- **Data listing**:
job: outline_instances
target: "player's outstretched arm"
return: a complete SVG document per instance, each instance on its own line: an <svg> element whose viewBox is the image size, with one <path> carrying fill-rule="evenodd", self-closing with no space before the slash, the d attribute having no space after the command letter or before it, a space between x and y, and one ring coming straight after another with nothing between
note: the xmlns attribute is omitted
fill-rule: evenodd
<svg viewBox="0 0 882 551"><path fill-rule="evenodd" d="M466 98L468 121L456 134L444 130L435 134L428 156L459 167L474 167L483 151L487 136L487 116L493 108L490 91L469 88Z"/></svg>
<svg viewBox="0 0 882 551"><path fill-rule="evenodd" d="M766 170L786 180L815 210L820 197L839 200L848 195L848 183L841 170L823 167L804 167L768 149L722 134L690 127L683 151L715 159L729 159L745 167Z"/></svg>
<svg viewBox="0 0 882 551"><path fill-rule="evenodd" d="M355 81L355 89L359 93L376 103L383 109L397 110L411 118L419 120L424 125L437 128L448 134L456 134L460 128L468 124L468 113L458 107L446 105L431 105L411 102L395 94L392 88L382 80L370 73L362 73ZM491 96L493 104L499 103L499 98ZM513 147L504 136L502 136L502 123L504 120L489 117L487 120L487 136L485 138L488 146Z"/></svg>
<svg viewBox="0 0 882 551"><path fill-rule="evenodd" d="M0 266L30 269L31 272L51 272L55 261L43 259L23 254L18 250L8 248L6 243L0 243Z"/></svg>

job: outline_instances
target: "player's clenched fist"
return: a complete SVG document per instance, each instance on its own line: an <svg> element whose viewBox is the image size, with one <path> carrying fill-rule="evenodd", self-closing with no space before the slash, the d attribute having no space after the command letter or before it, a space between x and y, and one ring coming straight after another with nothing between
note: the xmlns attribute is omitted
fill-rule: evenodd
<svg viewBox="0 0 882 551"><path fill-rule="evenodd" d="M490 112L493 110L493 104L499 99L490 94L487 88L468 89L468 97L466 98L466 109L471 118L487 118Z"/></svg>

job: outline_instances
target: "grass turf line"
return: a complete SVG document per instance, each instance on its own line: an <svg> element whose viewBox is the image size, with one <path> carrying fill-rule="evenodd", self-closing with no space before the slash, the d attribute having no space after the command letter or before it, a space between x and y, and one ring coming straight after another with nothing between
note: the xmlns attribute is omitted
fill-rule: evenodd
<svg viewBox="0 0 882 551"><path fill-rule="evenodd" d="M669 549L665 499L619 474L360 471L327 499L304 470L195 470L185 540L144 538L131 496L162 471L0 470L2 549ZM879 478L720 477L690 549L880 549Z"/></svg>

- **Brief**: Rewrite the entries above, substituting "trace_instances" for every occurrence of "outline_instances" and leaving everything else unchanged.

- **Solution**:
job: trace_instances
target: "player's outstretched arm"
return: a complete SVG document per instance, each instance on its own line: an <svg> element whose viewBox is the image size, with one <path> carrying fill-rule="evenodd", self-closing with no space before the slash, the d attribute having no space after the command letter or before it, a space between x and y, and one ring coming straight after another with nothing between
note: the xmlns attribute is omitted
fill-rule: evenodd
<svg viewBox="0 0 882 551"><path fill-rule="evenodd" d="M466 98L468 121L456 134L444 130L435 134L428 156L459 167L474 167L483 151L487 136L487 116L493 108L490 91L469 88Z"/></svg>
<svg viewBox="0 0 882 551"><path fill-rule="evenodd" d="M766 170L786 180L815 210L820 197L839 200L848 195L848 183L841 170L823 167L804 167L768 149L722 134L690 127L683 151L715 159L729 159L745 167Z"/></svg>
<svg viewBox="0 0 882 551"><path fill-rule="evenodd" d="M355 81L355 89L359 93L376 103L383 109L397 110L411 118L419 120L424 125L437 128L448 134L456 134L460 128L468 124L468 113L458 107L446 105L431 105L411 102L395 94L392 88L382 80L370 73L362 73ZM491 96L493 104L499 103L499 98ZM513 147L504 136L502 136L502 123L504 120L489 117L487 120L487 136L485 138L488 146Z"/></svg>
<svg viewBox="0 0 882 551"><path fill-rule="evenodd" d="M0 266L30 269L31 272L51 272L55 261L43 259L23 254L18 250L8 248L6 243L0 243Z"/></svg>

job: trace_instances
target: "player's clenched fist"
return: a complete SVG document per instance, each instance on its own line: an <svg> element whose viewBox is the image size, with one <path> carrying fill-rule="evenodd", self-closing with no space before the slash, the d attribute having no space after the command letter or before it, a space between x and y, and one ring coming straight after another with nothing between
note: the xmlns attribute is omitted
fill-rule: evenodd
<svg viewBox="0 0 882 551"><path fill-rule="evenodd" d="M490 112L493 110L493 104L499 99L490 94L487 88L468 89L468 97L466 98L466 109L471 118L487 118Z"/></svg>

job: trace_instances
target: "grass turf line"
return: a complete SVG document per instance, each instance on its own line: an <svg> element whose viewBox is the image size, with one <path> carrying fill-rule="evenodd", self-closing with no space before the slash, the d attribute having no space after the command letter or before it, a space between x and y, and one ring coming straight after another with nothing between
note: the xmlns attribute is omitted
fill-rule: evenodd
<svg viewBox="0 0 882 551"><path fill-rule="evenodd" d="M669 549L665 499L619 474L360 471L327 499L304 470L195 470L185 540L144 538L131 496L162 471L0 470L2 549ZM879 478L720 477L690 549L880 549Z"/></svg>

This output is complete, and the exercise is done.